INPUT:
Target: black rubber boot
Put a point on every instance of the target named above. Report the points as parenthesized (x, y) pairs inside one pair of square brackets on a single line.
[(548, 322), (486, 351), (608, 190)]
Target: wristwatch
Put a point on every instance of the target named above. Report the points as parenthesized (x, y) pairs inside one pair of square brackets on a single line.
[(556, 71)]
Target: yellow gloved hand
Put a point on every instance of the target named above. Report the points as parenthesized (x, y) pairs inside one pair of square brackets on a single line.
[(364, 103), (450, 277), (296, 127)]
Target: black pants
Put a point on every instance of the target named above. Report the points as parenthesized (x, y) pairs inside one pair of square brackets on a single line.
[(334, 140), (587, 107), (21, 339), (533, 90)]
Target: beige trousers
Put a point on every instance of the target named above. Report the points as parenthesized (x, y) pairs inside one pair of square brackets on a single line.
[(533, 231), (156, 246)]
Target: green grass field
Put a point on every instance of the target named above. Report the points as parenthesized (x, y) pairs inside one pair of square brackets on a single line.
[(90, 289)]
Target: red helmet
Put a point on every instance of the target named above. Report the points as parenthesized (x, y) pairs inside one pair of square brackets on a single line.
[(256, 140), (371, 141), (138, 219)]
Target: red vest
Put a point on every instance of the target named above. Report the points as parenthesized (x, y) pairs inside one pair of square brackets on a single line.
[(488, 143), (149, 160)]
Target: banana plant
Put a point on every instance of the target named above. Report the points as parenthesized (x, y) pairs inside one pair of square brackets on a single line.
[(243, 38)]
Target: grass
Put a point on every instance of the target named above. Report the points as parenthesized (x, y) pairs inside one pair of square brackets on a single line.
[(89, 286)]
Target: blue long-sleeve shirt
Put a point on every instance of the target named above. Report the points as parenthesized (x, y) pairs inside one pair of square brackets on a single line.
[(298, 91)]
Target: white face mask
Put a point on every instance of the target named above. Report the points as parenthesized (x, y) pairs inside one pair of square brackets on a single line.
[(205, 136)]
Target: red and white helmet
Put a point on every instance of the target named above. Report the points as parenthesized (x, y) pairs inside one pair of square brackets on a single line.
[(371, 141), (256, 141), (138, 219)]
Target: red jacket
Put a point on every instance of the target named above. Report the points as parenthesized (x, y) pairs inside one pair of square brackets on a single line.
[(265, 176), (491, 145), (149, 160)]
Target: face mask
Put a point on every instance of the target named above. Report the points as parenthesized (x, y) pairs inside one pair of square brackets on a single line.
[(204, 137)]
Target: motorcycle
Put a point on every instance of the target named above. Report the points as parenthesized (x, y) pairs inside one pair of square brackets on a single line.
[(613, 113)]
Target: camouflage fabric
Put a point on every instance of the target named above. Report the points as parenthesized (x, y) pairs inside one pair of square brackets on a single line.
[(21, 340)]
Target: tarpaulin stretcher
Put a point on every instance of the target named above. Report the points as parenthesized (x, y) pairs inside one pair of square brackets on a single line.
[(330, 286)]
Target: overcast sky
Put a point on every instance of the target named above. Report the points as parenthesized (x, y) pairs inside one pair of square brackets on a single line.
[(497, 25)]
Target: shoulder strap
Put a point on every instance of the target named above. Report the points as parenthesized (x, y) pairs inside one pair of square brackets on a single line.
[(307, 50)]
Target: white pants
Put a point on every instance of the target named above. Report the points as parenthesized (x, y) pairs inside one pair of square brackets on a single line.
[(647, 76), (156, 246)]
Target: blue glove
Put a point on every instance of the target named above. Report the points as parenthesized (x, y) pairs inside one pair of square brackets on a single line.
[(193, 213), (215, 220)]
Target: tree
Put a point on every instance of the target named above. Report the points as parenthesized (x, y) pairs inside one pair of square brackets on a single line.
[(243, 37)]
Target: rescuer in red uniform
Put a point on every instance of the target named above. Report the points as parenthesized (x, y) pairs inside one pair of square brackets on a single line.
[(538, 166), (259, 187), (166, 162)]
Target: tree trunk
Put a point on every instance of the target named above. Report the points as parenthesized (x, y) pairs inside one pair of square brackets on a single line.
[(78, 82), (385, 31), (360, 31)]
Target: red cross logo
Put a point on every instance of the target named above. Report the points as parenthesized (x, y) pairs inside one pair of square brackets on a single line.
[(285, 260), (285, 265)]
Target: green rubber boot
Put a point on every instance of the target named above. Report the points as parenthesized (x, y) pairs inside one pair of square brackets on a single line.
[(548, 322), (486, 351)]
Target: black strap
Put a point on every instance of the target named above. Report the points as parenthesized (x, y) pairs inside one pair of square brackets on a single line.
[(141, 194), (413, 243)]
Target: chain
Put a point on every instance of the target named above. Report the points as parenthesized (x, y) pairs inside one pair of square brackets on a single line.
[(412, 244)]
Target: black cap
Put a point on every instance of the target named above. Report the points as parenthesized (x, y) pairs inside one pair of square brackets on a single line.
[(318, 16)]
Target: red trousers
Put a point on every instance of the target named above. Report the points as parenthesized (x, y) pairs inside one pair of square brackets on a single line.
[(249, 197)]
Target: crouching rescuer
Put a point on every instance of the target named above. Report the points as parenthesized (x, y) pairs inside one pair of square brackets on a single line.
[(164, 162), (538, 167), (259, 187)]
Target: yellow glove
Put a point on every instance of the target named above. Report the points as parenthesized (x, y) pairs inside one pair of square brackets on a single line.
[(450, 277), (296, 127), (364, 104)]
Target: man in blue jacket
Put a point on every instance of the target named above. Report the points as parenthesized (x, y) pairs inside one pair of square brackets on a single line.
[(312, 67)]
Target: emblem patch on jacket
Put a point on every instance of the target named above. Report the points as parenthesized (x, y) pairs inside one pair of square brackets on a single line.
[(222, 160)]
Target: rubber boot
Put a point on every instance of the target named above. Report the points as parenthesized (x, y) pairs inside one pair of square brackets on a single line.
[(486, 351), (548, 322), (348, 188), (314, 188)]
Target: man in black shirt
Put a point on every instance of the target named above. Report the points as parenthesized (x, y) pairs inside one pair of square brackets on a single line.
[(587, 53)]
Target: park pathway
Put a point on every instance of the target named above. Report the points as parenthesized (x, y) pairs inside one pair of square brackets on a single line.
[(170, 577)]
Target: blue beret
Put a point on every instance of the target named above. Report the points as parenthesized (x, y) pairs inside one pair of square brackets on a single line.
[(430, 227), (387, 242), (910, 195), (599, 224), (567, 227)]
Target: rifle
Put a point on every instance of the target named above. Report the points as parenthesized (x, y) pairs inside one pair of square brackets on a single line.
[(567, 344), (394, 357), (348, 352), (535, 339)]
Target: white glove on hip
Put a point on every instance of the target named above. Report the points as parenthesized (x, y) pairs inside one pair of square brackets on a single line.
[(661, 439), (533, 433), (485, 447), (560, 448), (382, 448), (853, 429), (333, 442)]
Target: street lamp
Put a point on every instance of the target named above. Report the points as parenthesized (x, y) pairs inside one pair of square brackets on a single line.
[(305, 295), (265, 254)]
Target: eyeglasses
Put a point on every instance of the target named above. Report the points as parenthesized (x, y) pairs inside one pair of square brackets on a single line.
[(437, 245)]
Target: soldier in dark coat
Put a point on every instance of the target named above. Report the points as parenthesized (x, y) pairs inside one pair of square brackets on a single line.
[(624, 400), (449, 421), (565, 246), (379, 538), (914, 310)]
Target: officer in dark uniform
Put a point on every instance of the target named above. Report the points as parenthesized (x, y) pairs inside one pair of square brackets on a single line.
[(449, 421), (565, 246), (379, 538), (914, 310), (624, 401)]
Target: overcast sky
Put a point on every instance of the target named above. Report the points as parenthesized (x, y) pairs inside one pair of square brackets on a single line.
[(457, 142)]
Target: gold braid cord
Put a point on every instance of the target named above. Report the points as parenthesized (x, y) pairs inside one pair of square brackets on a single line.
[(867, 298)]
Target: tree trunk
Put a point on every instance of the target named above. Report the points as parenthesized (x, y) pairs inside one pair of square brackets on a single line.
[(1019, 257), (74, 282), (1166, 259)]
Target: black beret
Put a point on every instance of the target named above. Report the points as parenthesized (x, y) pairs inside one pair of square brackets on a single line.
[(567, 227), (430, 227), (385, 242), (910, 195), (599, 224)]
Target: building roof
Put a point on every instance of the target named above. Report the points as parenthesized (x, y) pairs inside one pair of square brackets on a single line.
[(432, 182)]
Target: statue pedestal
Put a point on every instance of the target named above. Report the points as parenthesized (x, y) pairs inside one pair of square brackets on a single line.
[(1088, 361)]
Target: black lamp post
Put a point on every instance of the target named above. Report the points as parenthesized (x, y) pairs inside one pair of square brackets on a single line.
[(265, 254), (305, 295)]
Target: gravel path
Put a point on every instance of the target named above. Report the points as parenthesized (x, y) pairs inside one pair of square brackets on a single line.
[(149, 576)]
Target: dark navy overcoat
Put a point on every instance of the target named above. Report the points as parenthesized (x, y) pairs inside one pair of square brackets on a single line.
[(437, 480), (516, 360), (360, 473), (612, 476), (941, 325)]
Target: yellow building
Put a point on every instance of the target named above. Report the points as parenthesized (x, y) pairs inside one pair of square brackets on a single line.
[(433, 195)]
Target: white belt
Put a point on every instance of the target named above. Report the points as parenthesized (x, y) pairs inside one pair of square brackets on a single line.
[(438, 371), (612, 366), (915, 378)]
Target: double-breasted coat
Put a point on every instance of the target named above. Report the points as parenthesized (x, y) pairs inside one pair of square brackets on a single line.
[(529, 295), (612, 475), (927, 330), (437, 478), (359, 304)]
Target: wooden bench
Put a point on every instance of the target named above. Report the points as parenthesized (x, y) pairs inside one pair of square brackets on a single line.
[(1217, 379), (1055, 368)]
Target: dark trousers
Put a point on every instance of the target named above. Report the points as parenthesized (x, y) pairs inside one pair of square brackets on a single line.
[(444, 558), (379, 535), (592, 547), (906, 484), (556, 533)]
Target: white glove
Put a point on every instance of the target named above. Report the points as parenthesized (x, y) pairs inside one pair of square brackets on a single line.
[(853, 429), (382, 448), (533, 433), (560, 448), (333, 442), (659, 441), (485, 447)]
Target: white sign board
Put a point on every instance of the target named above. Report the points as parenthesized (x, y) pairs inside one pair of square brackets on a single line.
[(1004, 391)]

PROBLEM TO WORK ON: In the material above, which lines contain "mask"? Copy each of them.

WRITTEN RESPONSE:
Target: white face mask
Target: face mask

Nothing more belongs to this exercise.